*Extract*.
-=-=-=-=-
“Those who understand see themselves in all, and all in themselves.” –Bhagavad Gita
I am often asked why I started the Character Connection. That story is now over a decade long but this is the core of it:
I was lucky enough to begin my training at a small non-profit with a big heart called Friends of Nick. Under the mentorship of its founder I was one of the first teachers to pilot the idea of incorporating intentional character language in my middle school classroom.
The results were outstanding.
Not only did I see my students flourish but I became a better teacher by having the tools to reach students who were told over and over again they were unreachable. The process was so simple:
Honor your experience, be your best, share your wisdom.
That formula applied to students, teachers, principals, and parents. Character was the teacher and we were all learning from each other. The changes were so profound that it became my mission to share these methods with any educator who would listen.
Embracing and implementing character education is actually the result of my character education story. The story itself begins on the day before September 11 with a former student of mine: Jasmine.
September 10, 2001 was the third day of my teaching career. I taught fifth grade at a small school on the Lower East Side of Manhattan. My first task that morning was to inform one of my students that she would be left back in the fifth grade. Her name was Jasmine and she was recovering from extensive hip surgery the year before. Her only comfort was coming back to school to be with her friends.
I was petrified. I was already in over my head with a challenging class of 28 students, many with unmet special needs. Now I was overwhelmed by the task of disappointing this little girl. In that moment, I didn’t want to be a teacher anymore.
After I explained the situation to Jasmine, she cried and said repeatedly that she was scared. Scared of what the students would think of an older girl in their class. Scared that her friends in sixth grade would forget about her. Witnessing her complete honesty, I violated every rule taught to a new teacher:
I smiled and said, “It’s ok, I’m new here and I’m really scared too.”
-=-=-=-=-
*Data*.

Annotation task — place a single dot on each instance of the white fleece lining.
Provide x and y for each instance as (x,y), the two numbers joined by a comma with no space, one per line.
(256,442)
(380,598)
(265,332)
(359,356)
-=-=-=-=-
*Actions to take*.
a: Answer these questions from the essay on the Character Connection, one line each:
(i) What non-profit did the writer begin training at?
(ii) What grade did the writer teach on the Lower East Side of Manhattan?
(iii) How many students were in that class?
b: Carry on the essay on the Character Connection, starting right after its final sentence.
The records were taken from a separate source.

*Outputs in order*.
a:
(i) Friends of Nick
(ii) Fifth grade
(iii) 28

b:
Jasmine and I then walked into the classroom and made the best of a very challenging year.
Jasmine was my first teaching mentor. Her wisdom to be exactly who she was in that shared moment inspired me every time I walked into my classroom.
I became involved in character education because of her. I needed the tools to reach Jasmine in a way traditional teaching methods couldn’t. This is where the formula comes in: Honor your experience, be your best, share your wisdom. When students like Jasmine know that they are safe to express who they are and that it’s ok to be who they are, they are empowered to make positive choices.
Years later, Jasmine and I met up. She retold that story from her perspective. She said it was compassion that made her walk into my classroom that day when all she wanted to do was run out the door and go home. Throughout high school, Jasmine’s journey was challenging but the perseverance and courage that led her to walk after her hip surgery and helped her to face a classroom of strangers after she was held back followed her through to adulthood. Jasmine has defied odds and chosen a career helping others at a nonprofit organization on the Lower East Side. Her perseverance and courage have made her successful—she continues to inspire me.